■ **Consigne 1**
Répondez à ces questions sur le passage cité :
(a) Sur quels aspects l'exposé des motifs du texte se concentre-t-il ?
(b) Quel horaire atypique est cité tout particulièrement comme facteur de risque pour les travailleurs ?
(c) Quel niveau d'activité l'organisme est-il programmé pour avoir durant la nuit ?
■ **Consigne 2**
Résumez le passage cité en deux phrases.
■ **Consigne 3**
Recopiez le passage cité en commençant à « Profiter de la » et en terminant à « nous connaissons aujourd’hui. ».

■ **Passage cité**
• • • • • • •

Profiter de la précarité de certains salariés pour faire toujours plus de bénéfices sans les redistribuer est injuste. Cela va à l’encontre de la politique respectueuse des êtres humains avant tout que les écologistes prônent. Vous le savez, nous combattons sans relâche toute politique qui viserait à faire passer les intérêts financiers avant l’humain ; car c’est cette attitude qui est à l’origine des dérives financières, économiques et environnementales que nous connaissons aujourd’hui.
Or l’exposé des motifs de ce texte se concentre sur les aspects économiques et mentionne à peine les salariés et l’impact que de telles dispositions pourraient avoir sur leur santé, leur vie privée, leur vie de famille. Selon l’Institut national de recherche et de sécurité pour la prévention des maladies professionnelles et des accidents du travail, les horaires atypiques, tout particulièrement le travail de nuit, peuvent constituer un facteur de risque pour les travailleurs. L’organisme est, en effet, programmé pour avoir une activité maximale dans la journée et minimale durant la nuit.

• • • • • • •

■ **Items fournis**
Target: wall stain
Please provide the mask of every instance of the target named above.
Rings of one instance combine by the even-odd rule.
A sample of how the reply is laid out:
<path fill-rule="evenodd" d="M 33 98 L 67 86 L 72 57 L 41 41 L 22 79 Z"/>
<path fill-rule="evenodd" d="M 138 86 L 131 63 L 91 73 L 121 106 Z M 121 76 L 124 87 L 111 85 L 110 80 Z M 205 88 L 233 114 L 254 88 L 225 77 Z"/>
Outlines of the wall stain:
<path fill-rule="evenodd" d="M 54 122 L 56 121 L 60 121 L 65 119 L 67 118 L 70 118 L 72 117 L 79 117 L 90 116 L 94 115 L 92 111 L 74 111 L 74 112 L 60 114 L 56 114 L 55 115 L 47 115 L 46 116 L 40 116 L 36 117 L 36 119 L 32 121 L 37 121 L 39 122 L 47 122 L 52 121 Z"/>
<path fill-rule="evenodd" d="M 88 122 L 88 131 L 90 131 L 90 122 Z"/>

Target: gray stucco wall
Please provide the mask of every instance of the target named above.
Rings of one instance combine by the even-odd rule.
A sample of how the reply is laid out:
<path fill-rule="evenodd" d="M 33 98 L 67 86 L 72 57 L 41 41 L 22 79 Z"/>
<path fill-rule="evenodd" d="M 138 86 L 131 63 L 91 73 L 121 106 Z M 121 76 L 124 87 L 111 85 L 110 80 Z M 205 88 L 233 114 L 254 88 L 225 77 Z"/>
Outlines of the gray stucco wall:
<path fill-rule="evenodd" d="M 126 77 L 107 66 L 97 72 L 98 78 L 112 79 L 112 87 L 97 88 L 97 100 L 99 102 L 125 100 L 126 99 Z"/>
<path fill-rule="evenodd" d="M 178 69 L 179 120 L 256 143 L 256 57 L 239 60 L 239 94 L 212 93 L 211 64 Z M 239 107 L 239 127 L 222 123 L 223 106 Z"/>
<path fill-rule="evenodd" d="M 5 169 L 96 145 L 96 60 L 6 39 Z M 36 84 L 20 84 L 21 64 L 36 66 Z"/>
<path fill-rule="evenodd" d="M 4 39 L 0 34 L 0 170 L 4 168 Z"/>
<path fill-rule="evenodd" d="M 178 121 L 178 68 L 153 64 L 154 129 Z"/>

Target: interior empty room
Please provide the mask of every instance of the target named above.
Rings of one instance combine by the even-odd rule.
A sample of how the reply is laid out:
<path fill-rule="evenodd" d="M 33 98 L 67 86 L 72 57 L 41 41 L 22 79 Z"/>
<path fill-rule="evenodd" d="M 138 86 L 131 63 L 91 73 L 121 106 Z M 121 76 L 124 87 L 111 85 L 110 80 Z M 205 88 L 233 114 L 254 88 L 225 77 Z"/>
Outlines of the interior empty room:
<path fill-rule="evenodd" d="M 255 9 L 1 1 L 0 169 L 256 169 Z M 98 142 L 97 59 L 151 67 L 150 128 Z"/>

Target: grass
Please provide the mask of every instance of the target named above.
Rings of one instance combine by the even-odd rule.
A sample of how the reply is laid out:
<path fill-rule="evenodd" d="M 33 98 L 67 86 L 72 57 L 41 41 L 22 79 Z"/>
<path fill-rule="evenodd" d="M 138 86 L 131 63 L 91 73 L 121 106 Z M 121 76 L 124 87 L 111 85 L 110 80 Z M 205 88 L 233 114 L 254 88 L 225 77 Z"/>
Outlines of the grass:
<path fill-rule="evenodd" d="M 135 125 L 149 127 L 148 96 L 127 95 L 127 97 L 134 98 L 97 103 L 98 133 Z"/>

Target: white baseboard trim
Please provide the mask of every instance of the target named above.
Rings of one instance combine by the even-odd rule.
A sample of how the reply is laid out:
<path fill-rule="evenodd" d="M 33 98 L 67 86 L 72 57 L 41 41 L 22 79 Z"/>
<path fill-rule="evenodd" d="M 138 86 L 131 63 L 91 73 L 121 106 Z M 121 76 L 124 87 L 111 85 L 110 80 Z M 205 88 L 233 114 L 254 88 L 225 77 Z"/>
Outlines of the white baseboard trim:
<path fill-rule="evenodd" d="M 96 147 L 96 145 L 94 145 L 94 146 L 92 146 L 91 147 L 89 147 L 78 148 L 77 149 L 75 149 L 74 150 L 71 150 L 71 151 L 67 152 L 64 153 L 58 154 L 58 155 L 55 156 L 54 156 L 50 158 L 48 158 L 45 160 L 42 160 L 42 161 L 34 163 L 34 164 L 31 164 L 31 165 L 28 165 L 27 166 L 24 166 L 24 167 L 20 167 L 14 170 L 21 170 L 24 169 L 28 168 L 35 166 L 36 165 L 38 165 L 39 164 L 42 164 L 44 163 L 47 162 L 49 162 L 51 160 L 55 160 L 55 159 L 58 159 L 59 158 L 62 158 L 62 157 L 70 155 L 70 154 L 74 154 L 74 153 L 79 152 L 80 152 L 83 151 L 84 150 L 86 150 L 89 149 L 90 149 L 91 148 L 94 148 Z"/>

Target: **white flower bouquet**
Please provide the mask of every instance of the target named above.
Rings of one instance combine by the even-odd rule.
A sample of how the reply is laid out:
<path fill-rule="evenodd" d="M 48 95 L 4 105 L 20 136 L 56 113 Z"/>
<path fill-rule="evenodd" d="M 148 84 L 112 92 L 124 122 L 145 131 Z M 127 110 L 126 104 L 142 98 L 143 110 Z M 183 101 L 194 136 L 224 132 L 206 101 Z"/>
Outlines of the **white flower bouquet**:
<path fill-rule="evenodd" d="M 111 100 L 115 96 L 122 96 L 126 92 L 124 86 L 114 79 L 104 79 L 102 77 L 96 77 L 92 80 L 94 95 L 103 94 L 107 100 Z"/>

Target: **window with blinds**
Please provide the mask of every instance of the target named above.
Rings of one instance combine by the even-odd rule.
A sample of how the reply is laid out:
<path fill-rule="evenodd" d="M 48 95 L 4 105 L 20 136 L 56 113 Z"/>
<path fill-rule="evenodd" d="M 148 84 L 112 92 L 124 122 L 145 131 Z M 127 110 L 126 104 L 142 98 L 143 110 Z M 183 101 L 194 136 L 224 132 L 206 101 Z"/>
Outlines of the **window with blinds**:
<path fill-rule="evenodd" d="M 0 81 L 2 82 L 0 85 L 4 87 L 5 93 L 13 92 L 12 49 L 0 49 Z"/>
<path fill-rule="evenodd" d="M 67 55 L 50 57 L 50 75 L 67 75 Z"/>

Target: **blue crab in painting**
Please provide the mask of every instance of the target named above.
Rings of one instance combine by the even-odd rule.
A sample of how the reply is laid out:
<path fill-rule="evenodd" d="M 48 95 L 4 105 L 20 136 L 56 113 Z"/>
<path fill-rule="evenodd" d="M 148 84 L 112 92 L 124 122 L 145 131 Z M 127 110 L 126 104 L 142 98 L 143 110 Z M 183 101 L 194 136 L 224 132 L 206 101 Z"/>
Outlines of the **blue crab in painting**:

• • • • • • •

■ **Réponse attendue 1**
(a) Sur les aspects économiques.
(b) Le travail de nuit.
(c) Une activité minimale.

■ **Réponse attendue 2**
Profiter de la précarité de certains salariés pour faire plus de bénéfices sans les redistribuer est jugé injuste et contraire à la politique des écologistes, qui combattent toute politique faisant passer les intérêts financiers avant l'humain. L'exposé des motifs du texte se concentre sur l'économie et mentionne à peine les effets sur la santé et la vie des salariés, alors que, selon l'Institut national de recherche et de sécurité, les horaires atypiques, surtout le travail de nuit, peuvent constituer un facteur de risque.

■ **Réponse attendue 3**
Profiter de la précarité de certains salariés pour faire toujours plus de bénéfices sans les redistribuer est injuste. Cela va à l’encontre de la politique respectueuse des êtres humains avant tout que les écologistes prônent. Vous le savez, nous combattons sans relâche toute politique qui viserait à faire passer les intérêts financiers avant l’humain ; car c’est cette attitude qui est à l’origine des dérives financières, économiques et environnementales que nous connaissons aujourd’hui.